-------- Source material

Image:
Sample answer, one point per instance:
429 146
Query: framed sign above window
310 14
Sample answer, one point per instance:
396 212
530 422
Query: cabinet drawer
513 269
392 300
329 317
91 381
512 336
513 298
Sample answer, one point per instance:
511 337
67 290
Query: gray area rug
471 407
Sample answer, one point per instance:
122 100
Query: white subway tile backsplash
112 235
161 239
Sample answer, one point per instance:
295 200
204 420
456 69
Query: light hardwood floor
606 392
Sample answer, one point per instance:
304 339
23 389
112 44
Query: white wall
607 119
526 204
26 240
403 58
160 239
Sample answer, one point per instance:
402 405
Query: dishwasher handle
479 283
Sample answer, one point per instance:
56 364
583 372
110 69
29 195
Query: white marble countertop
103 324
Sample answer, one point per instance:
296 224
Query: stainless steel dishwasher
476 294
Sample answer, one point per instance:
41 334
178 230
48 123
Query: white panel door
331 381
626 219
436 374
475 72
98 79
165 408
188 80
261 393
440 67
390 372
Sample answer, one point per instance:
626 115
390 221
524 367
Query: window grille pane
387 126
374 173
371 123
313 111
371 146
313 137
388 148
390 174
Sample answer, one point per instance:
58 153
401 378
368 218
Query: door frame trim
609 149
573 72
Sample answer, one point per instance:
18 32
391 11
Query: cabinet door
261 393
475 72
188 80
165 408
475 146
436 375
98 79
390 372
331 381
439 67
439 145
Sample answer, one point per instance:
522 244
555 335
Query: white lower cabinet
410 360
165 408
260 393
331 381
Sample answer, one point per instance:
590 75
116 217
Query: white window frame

----------------

Given instruction
Rewrite all of the lines above, requests included, and shift every answer point by adding 137 to each of its coordinates. Leave the requests and their sample answers unchanged.

The solution
Image:
Sample answer, one point per instance:
429 146
Query: framed sign above window
447 151
Sample answer, one point per instance:
396 212
530 422
Query: cabinet drawer
650 406
529 437
466 454
228 518
649 473
650 435
Sample answer, one point per instance:
511 337
67 290
Query: gray area rug
608 544
Sample answer, one point per instance:
122 100
Query: white subway tile backsplash
249 372
298 376
Sample answer, one point per instance:
295 200
204 420
456 69
Query: light hardwood floor
743 529
Sample answer, one point per instance:
304 339
23 389
112 44
Query: white wall
744 256
663 341
163 377
540 195
297 376
Sample answer, one point per instance:
402 405
Query: dishwasher handle
616 420
Sample answer, one point per instance:
56 364
583 372
110 69
29 195
Query: white marble countertop
240 461
Sample answer, one point per instance:
296 224
Query: stainless steel dishwasher
613 431
Sample answer, one point per instance:
41 334
178 230
48 123
Query: white panel door
468 518
763 356
573 511
612 209
235 216
302 545
325 217
398 530
577 204
527 509
Sample answer, one point per instance:
626 115
390 221
524 367
Query: window grille pane
524 263
511 310
508 260
450 248
508 283
450 274
525 285
527 311
Sample answer, one point per instance:
58 153
401 378
368 218
Query: door frame trim
746 286
710 209
Sample answer, one point per instance:
18 32
391 11
Query: cabinet door
398 530
612 209
325 217
302 545
612 283
573 512
235 216
527 509
468 518
576 204
576 282
Sample answer, one point per instance:
522 244
555 335
Query: white lower cabinet
547 497
302 545
397 530
468 518
Sample answer, one point per instance:
590 75
116 217
Query: white window frame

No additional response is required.